INSTRUCTION
Print only the line with "Spot the fork tines" and the lines after it, ending with the last line of the material, each exactly as it stands.

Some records
[START]
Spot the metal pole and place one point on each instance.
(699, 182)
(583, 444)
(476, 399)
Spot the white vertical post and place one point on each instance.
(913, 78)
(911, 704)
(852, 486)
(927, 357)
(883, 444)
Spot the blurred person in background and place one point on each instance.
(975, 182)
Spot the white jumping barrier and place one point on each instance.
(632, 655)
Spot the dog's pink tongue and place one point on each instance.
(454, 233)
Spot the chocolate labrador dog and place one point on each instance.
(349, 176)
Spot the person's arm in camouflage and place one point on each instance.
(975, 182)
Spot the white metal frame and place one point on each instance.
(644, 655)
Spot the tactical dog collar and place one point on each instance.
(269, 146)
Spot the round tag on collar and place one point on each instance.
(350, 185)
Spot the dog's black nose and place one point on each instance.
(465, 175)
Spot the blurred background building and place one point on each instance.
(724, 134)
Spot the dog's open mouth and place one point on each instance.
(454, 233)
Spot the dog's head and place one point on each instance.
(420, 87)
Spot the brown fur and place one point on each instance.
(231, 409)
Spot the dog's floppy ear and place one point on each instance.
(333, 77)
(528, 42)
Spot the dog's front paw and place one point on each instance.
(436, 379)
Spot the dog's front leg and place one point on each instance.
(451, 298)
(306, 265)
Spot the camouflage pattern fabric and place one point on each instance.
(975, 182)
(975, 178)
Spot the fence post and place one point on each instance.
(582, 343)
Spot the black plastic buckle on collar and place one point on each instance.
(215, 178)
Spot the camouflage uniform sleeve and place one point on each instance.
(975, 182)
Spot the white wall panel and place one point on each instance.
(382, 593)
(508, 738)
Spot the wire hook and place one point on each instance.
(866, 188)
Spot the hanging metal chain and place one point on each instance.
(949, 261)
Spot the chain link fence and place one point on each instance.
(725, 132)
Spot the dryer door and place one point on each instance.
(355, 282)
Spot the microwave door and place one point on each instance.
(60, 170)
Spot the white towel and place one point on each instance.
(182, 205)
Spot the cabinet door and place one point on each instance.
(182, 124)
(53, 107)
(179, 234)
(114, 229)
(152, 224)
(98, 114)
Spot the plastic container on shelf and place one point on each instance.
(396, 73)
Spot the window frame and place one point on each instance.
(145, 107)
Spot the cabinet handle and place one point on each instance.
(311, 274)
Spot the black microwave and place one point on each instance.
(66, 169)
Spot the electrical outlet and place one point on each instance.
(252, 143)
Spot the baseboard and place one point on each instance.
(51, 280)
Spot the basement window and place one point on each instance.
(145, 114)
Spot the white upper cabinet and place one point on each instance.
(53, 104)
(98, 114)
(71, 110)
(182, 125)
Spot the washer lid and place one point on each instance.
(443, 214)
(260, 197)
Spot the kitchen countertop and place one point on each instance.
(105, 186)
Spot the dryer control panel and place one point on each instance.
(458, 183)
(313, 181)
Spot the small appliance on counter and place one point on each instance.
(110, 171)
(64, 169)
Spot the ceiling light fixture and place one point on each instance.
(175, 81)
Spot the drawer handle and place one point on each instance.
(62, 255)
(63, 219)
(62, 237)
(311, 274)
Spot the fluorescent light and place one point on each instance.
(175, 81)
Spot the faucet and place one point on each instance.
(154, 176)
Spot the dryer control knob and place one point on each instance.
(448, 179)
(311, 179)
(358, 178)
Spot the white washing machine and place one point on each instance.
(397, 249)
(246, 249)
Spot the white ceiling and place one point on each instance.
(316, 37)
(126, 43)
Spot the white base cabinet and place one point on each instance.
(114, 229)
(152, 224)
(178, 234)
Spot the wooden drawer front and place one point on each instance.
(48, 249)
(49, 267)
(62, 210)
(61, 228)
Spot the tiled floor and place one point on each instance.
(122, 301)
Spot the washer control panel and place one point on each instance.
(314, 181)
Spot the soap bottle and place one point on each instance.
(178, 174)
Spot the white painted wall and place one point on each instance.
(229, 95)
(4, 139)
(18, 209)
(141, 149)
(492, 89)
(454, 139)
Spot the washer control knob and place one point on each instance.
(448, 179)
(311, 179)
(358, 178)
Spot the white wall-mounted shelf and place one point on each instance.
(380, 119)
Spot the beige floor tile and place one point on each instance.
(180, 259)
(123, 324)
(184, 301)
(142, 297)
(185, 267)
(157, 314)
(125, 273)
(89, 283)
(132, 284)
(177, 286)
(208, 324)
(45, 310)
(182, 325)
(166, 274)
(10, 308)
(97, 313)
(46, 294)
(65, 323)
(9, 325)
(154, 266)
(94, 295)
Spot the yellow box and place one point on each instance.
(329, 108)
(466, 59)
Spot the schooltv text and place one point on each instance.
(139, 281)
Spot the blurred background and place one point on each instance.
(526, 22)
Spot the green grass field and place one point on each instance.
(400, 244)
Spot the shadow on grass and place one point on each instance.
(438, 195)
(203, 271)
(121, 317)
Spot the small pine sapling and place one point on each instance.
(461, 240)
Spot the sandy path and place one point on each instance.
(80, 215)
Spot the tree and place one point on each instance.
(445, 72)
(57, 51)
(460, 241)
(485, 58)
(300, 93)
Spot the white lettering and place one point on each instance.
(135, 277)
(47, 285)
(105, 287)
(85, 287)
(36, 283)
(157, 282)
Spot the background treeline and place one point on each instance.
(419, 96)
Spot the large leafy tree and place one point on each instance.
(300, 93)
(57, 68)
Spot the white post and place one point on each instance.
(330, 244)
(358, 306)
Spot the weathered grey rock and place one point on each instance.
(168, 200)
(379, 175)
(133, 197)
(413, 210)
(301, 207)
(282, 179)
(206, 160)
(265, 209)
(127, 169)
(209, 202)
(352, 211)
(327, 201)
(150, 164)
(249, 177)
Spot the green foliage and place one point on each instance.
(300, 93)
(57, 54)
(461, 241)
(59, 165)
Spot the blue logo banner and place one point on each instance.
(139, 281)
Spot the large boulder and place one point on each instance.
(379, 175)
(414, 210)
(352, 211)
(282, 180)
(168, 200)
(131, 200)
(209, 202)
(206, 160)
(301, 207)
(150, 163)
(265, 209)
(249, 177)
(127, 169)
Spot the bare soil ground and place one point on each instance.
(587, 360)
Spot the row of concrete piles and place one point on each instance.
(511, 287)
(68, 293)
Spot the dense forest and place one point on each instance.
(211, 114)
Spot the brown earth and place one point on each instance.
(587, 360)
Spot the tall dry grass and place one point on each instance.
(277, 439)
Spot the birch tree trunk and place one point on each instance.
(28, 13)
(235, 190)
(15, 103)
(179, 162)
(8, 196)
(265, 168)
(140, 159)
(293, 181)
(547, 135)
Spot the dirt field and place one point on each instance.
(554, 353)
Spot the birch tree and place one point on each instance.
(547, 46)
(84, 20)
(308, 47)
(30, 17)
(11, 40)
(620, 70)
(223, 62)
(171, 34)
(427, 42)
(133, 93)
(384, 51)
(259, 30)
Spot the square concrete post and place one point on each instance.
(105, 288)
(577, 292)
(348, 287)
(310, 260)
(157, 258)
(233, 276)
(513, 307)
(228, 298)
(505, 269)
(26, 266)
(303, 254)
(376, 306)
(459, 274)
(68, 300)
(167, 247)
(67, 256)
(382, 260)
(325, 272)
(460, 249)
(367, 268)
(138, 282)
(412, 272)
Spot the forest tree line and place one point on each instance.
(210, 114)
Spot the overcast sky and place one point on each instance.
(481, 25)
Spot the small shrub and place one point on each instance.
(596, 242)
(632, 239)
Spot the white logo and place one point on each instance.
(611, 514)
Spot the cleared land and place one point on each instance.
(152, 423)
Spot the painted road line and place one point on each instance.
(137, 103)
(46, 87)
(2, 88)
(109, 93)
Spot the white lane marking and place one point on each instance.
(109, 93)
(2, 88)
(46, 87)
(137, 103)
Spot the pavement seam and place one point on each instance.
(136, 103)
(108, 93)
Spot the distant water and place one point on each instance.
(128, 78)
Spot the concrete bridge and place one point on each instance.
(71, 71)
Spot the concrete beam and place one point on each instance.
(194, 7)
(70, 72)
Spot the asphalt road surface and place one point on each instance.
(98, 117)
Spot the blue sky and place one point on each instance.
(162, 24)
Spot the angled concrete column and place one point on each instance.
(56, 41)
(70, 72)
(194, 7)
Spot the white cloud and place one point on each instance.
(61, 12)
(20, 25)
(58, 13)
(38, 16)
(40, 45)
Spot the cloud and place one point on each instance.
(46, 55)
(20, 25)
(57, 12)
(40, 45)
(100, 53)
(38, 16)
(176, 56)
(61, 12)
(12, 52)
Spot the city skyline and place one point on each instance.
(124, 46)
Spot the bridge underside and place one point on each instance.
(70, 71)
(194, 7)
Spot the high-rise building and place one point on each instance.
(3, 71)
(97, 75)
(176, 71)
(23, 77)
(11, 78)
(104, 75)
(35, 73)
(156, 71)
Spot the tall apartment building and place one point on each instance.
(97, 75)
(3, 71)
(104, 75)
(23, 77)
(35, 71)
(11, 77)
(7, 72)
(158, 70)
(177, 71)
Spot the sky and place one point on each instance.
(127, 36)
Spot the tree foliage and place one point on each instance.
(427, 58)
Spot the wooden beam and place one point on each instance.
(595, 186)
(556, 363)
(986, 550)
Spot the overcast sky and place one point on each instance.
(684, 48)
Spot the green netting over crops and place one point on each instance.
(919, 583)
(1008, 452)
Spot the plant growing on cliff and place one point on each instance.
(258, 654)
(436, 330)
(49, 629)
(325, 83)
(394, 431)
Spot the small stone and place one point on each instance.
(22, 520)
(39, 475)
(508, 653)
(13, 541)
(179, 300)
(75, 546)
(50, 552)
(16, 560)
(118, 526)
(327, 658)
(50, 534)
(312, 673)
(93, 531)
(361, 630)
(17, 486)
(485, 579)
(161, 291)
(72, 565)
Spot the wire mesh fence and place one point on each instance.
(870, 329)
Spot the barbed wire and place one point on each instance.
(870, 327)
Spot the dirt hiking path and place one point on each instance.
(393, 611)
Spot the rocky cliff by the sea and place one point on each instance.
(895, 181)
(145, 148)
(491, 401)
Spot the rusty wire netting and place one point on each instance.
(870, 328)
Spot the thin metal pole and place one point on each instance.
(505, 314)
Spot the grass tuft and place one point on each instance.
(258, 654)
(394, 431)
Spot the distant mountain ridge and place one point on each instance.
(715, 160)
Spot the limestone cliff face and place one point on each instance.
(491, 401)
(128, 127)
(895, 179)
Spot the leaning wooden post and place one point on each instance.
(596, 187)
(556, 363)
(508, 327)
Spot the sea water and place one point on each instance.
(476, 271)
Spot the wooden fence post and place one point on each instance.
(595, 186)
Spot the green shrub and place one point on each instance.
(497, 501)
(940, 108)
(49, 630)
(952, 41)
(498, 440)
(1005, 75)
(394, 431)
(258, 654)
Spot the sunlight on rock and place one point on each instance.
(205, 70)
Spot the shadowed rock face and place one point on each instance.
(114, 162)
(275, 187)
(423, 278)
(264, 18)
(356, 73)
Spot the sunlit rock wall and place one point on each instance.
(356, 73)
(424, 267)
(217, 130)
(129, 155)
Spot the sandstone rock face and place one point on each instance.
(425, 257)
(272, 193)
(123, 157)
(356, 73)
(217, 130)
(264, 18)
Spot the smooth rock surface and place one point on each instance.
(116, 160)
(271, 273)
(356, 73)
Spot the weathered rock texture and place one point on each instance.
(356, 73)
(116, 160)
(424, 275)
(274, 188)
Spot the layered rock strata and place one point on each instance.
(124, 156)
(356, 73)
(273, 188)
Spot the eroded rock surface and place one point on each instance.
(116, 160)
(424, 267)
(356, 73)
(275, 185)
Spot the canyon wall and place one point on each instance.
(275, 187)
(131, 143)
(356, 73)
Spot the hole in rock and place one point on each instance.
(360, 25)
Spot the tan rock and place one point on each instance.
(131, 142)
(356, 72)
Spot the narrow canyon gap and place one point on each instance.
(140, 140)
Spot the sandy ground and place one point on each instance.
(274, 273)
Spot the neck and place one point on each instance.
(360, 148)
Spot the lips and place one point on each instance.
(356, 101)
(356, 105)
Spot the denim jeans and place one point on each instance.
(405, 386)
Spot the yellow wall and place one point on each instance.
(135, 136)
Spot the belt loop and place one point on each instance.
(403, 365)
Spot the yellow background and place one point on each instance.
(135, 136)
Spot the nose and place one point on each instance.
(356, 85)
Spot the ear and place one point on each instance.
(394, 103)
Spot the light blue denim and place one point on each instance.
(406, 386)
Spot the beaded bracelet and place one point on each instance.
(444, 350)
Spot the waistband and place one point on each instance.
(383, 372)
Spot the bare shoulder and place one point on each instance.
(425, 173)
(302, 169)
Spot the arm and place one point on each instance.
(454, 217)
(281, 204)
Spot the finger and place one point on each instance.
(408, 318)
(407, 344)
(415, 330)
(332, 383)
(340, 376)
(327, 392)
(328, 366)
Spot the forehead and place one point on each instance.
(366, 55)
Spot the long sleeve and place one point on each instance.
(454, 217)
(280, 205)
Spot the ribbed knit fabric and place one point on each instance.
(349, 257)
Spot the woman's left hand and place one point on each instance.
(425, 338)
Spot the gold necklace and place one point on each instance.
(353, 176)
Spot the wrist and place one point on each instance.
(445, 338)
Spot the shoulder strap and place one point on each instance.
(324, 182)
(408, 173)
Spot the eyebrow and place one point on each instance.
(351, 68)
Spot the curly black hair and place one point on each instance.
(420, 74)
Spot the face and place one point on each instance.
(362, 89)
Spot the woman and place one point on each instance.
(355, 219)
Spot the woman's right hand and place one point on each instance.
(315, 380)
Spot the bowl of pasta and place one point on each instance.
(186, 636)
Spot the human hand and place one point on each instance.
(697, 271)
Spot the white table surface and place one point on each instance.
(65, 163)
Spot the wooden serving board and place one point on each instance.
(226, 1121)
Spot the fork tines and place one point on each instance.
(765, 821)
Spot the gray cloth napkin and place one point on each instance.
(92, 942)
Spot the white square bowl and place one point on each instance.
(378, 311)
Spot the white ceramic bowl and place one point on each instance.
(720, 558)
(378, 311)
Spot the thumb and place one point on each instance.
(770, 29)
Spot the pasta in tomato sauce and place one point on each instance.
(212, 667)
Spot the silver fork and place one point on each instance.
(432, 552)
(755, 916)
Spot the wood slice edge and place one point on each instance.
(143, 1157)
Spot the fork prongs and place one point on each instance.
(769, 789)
[END]
EXERCISE RESPONSE
Spot the fork tines and place one point on each instance.
(765, 821)
Spot the gray cloth napkin and place one point on each instance.
(92, 942)
Spot the white square bowl and place one point on each instance.
(378, 311)
Spot the white ceramic bowl and place one point on each instance.
(720, 558)
(378, 311)
Spot the thumb and place one point on each instance.
(770, 29)
Spot the pasta in tomato sauce and place one point on each instance.
(212, 667)
Spot the silver fork and place one point on each instance.
(432, 552)
(755, 916)
Spot the wood slice edge and place one point on each instance.
(143, 1157)
Spot the fork prongs and place one point on each instance.
(769, 789)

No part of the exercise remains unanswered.